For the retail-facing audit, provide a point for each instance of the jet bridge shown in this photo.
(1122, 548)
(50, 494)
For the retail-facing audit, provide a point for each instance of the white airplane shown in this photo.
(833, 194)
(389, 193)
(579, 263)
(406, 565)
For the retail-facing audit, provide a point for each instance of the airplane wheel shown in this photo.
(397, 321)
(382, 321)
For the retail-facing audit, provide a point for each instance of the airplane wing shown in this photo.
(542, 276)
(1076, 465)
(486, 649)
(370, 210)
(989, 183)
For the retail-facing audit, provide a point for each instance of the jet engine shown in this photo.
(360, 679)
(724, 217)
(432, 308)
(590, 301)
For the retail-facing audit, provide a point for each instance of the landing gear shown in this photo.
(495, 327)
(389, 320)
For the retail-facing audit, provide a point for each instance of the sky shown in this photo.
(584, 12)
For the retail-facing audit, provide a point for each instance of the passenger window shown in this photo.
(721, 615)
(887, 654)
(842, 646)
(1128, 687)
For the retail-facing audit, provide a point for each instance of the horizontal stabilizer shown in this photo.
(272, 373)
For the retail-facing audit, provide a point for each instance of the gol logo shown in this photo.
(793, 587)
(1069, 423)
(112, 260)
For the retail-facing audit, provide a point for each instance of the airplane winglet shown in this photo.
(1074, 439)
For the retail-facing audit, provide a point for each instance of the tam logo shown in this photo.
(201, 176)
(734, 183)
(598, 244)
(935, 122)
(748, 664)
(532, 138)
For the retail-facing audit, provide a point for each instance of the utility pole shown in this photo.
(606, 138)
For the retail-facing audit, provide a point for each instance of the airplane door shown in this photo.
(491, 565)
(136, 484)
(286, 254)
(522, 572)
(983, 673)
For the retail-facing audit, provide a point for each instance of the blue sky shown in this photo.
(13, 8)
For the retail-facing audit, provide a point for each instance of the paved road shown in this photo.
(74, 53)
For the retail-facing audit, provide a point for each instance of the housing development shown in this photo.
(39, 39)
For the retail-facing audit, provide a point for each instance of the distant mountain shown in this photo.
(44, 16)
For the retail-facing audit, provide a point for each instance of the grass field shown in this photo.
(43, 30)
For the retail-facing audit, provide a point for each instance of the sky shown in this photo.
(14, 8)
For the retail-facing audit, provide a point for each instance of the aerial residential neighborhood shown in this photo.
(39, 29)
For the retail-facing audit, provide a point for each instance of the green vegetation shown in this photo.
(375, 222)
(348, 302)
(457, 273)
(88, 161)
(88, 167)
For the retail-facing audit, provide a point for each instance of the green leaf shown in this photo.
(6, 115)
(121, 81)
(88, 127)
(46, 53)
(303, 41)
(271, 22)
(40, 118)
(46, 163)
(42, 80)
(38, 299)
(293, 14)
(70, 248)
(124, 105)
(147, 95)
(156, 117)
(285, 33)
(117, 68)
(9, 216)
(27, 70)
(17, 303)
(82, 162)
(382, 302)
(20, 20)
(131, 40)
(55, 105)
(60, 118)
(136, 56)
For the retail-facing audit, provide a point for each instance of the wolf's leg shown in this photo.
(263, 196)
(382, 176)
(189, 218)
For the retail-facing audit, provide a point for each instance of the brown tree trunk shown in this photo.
- - -
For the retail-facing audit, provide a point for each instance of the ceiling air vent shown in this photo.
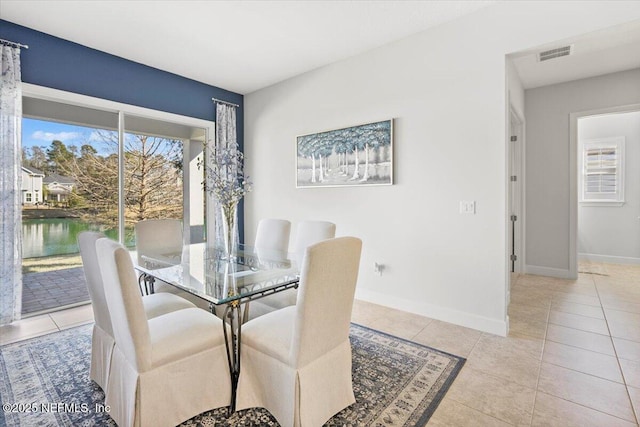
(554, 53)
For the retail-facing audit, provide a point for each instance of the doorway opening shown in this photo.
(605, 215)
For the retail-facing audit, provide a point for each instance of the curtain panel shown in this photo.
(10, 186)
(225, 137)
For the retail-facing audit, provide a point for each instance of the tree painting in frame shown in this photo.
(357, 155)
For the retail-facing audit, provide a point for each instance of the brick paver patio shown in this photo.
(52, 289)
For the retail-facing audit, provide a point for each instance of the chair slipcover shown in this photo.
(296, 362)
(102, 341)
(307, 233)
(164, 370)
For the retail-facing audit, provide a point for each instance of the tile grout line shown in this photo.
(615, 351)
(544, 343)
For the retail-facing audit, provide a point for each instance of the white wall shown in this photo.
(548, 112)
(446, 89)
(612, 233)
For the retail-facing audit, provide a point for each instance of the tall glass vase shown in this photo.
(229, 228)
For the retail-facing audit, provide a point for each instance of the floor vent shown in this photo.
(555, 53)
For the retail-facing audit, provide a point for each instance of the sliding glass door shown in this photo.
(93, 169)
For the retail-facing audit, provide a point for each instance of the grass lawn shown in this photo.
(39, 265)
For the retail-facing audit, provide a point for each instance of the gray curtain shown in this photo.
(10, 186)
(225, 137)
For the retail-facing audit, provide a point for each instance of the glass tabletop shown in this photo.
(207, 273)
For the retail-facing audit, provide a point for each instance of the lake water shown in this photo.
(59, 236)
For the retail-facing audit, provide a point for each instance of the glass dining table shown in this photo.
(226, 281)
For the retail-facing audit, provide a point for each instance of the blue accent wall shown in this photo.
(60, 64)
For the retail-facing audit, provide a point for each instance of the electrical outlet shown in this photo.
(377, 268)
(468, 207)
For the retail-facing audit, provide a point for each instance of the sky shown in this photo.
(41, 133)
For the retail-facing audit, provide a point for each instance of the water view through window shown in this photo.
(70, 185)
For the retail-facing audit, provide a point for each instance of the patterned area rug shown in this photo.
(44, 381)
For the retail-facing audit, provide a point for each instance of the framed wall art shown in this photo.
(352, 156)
- - -
• [WHAT IS ASKED] Update the records starting with the line with "winglet shown in this photo." and going on through the line with "(1074, 439)", replacing "airplane winglet" with "aircraft winglet" and keeping everything else the same. Return only those lines.

• [ANSWER FOR THE TASK]
For the retail-facing audit, provide a point for each instance of the aircraft winglet shown in this photo.
(1074, 439)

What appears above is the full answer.